## SET PROBLEM A
List every dollar amount that appears in the passage on paying cash for a home below.

I know some of you think paying cash for a home is a poor financial decision to build more wealth. You could be right. It stands to reason that if you believe paying cash for a home is suboptimal, you also think paying off a mortgage early is also suboptimal. Perhaps.

Meanwhile, some of you might also think that paying cash for a home is a great idea. Without a mortgage, life is both cheaper and easier. However, you may not have the sufficient funds to do so at the moment. Hopefully you will get to have the option one day as your savings and investments continue to grow.

Financial Situation Changes As We Grow Older

When I was in my 20s and 30s, I couldn’t pay cash for a home because I didn’t have enough money. In addition, I wanted to take on as much leverage as comfortably possible to potentially supercharge my net worth growth rate.

Today, in my mid-40s, I no longer have the desire to maximize my returns because I am more satisfied with what we have. I also can’t afford to lose as much given I lack the desire and ability to grind as hard anymore. Growing our net worth by 5% – 10% a year is good enough.

At the end of the day, the decision to pay cash for a home is a personal decision that involves financial analysis, knowing what you want out of your money, and understanding where you are on your financial journey.

Let’s talk about some basics first and then we’ll talk about the psychology of paying cash for a home.

Two Levels Of All Cash Homebuyers

To start, there are two levels of homebuyers who can pay all cash for a home.

1) True Cash Buyers (<10% of all buyers)

The first level is the homebuyer who has cash sitting in a money market fund, savings account, or Treasury bills, and doesn’t need to sell any assets to pay cash. Their cash balance is also a minority percentage of their net worth, typically less than 30%. These people are true cash buyers and are often considered ultra-rich.

For example, someone with a $100 million net worth can easily plop down $10 million for a home in San Francisco because they have $20 million sitting in a money market fund.

Alternatively, they might be someone with a $5 million net worth who can plop down $800,000 cash for a home in Memphis because $1.5 million of their net worth is in rolling 3-month Treasury bonds.

2) Hybrid Cash Buyers (>90% of all buyers)

The second level of homebuyer who pays all cash is one who has to sell assets like stocks or bonds to come up with enough cash to buy a home. They do not have enough money sitting in a money market fund or short-term Treasury bonds to pay all cash.

The hybrid cash buyer needs to rebalance one risk asset for another. Most home cash buyers fall into this camp, including myself. As a result, there is more psychology that goes into making an all-cash home purchase when you have to sell other assets.

Hybrid cash buyers must constantly consider what they might give up in future profits by selling such assets to raise cash to buy a house. As a result, this article will largely by focused on the psychology of hybrid cash buyers, who have more to worry about.

## SET PROBLEM B
Count the lines of the dataset rows below that contain the string "cinemateca", with case counting. Give only the number.

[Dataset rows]
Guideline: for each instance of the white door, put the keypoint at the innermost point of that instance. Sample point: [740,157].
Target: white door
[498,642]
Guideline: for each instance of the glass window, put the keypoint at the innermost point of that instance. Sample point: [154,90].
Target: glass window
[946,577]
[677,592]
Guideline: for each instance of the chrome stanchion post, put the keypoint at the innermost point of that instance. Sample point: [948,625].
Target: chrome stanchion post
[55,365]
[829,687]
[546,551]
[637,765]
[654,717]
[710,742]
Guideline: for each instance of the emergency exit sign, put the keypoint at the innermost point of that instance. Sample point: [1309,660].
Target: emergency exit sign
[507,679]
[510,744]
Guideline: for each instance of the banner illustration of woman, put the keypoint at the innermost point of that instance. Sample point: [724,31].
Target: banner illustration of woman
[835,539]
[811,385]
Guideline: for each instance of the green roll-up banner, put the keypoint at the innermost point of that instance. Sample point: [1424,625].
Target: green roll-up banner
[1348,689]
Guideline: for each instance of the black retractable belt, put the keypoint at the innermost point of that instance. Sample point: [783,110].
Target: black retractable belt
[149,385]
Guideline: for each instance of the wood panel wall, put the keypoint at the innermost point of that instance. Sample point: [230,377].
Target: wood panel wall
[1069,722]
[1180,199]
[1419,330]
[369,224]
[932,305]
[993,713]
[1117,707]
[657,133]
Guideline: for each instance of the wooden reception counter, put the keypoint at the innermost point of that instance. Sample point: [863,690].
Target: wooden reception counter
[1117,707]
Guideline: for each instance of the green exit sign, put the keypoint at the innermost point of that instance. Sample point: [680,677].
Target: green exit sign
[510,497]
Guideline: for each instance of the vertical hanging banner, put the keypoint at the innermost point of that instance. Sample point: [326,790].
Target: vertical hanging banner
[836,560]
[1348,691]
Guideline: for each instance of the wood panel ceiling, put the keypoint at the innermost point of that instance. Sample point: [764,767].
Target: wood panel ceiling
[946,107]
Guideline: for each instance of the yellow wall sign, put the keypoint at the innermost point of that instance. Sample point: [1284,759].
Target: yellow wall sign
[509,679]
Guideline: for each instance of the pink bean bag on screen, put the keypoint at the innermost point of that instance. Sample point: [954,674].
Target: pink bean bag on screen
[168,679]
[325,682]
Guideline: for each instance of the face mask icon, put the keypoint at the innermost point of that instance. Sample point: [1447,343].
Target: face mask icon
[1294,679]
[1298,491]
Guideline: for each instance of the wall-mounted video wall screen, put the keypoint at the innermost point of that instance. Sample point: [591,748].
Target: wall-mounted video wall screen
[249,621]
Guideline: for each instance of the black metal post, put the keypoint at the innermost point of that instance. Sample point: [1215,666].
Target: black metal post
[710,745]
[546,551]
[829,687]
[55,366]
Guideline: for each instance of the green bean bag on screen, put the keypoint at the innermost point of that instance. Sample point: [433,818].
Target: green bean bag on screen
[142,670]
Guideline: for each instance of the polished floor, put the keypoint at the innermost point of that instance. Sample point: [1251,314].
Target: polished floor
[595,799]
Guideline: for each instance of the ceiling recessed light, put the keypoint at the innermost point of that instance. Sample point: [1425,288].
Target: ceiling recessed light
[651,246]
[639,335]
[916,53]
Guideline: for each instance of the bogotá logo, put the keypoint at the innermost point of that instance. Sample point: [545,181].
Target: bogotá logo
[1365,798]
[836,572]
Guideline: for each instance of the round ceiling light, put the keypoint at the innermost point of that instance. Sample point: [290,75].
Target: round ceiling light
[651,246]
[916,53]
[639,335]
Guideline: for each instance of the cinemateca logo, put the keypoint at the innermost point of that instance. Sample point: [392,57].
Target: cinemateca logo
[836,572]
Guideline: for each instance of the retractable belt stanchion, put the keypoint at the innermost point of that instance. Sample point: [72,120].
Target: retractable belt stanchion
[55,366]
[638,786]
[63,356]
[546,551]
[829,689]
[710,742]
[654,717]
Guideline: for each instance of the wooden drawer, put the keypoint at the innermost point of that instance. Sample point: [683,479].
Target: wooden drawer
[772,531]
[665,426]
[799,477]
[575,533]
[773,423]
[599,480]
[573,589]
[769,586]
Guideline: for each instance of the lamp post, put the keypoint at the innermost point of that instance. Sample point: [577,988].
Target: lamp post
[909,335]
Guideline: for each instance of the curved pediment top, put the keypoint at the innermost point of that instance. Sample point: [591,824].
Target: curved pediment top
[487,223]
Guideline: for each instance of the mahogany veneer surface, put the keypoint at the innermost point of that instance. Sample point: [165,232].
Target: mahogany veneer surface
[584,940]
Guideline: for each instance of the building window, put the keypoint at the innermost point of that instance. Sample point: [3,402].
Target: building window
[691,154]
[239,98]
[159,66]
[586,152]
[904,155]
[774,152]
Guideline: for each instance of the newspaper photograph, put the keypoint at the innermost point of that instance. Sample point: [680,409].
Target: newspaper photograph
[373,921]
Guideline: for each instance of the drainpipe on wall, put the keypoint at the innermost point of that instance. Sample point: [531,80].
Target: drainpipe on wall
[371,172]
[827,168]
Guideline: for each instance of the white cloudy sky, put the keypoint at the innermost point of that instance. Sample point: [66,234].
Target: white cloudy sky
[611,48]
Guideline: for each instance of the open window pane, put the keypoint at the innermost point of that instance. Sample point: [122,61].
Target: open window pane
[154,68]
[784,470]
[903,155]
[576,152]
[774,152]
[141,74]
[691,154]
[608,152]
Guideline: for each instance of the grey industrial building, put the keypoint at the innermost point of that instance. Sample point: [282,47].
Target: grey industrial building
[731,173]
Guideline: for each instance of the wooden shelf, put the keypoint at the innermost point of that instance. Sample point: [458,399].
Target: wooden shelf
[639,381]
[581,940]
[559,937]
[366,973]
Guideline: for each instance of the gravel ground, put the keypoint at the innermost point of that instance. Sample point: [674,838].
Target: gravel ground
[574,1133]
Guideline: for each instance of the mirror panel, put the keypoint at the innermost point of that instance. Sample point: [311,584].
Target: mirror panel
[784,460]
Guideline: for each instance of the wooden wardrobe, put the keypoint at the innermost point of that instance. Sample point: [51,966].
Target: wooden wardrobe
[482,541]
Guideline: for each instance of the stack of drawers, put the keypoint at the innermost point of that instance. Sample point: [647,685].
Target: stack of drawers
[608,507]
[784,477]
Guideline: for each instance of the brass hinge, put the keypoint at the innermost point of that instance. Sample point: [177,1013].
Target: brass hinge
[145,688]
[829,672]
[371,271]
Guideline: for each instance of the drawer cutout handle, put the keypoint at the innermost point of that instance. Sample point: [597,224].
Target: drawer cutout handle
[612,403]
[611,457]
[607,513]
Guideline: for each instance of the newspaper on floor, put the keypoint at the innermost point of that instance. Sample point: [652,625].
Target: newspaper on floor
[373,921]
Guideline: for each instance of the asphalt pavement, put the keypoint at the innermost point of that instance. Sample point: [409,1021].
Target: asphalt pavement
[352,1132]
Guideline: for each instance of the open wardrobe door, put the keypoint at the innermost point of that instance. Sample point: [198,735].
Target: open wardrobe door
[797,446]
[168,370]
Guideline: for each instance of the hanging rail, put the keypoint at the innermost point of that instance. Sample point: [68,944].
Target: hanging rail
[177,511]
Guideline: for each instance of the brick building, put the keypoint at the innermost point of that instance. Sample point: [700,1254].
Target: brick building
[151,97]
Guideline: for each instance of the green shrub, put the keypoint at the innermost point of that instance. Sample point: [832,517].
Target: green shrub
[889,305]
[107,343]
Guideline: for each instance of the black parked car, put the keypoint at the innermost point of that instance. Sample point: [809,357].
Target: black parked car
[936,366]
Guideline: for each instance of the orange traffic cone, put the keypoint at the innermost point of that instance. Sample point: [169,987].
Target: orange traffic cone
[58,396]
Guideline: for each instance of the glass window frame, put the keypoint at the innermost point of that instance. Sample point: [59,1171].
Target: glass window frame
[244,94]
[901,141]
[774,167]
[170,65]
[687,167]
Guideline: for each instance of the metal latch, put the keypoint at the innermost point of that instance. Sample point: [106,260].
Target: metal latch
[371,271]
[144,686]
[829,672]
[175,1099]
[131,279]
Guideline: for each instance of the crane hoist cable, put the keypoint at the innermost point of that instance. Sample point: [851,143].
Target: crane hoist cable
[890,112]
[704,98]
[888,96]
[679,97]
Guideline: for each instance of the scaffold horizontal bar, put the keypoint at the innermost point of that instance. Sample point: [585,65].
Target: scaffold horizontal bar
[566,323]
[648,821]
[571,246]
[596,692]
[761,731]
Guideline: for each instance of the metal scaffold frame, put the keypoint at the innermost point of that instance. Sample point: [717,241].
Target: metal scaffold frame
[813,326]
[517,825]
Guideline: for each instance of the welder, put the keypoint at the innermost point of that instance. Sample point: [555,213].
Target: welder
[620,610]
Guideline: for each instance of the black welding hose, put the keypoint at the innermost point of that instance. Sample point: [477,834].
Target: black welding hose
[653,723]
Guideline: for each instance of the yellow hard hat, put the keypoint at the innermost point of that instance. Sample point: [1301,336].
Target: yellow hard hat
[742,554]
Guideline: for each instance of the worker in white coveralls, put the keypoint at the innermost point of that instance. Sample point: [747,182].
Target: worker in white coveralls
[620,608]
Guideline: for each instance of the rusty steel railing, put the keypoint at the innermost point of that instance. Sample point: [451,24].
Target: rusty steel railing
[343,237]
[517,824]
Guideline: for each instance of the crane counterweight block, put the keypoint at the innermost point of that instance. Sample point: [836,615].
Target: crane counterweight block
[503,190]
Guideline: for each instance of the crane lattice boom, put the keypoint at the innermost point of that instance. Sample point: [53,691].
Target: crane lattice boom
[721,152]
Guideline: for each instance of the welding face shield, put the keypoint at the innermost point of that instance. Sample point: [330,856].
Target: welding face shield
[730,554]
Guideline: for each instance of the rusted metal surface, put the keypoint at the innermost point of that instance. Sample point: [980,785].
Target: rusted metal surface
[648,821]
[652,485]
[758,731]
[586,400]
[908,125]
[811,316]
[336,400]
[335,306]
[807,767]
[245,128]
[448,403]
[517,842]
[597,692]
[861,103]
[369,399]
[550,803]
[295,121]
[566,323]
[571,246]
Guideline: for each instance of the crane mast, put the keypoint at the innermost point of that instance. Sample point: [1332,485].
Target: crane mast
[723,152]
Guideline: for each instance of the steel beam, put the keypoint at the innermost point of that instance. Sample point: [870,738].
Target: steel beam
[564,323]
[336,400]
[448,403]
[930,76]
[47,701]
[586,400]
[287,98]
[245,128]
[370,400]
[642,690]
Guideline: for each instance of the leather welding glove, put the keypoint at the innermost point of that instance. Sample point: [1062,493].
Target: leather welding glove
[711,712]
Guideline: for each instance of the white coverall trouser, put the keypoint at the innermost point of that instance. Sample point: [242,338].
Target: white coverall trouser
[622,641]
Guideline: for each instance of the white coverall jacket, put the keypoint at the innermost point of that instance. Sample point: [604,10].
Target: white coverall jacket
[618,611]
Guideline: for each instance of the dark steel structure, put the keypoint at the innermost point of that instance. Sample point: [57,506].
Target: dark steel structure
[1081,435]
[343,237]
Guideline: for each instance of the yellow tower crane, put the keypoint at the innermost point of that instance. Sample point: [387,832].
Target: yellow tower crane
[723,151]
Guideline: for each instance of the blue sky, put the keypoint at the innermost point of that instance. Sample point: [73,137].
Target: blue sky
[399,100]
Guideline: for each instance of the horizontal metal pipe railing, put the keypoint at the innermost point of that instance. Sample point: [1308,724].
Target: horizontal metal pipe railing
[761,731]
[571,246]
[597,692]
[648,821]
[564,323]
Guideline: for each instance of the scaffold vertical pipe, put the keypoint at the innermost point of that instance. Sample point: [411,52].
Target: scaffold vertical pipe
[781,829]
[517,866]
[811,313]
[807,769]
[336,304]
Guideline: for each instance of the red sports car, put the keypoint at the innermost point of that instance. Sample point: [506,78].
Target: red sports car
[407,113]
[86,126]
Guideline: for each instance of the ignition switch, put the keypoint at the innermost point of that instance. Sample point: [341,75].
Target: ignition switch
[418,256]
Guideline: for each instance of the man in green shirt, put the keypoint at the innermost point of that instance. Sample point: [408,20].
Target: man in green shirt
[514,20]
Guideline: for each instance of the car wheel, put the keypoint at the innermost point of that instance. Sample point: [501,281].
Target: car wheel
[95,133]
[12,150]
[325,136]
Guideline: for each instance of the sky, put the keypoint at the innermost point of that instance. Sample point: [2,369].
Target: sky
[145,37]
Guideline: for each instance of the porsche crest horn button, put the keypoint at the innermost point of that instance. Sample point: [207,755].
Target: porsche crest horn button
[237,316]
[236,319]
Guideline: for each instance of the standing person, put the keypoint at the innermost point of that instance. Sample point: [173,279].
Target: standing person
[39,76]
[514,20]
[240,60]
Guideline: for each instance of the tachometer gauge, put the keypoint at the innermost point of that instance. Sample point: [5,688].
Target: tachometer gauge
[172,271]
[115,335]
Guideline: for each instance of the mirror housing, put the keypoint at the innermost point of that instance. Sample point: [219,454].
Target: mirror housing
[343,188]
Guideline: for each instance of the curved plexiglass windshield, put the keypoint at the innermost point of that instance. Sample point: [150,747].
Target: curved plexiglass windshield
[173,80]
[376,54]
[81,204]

## CORRECT RESPONSE A
$100 million, $10 million, $20 million, $5 million, $800,000, $1.5 million

## CORRECT RESPONSE B
2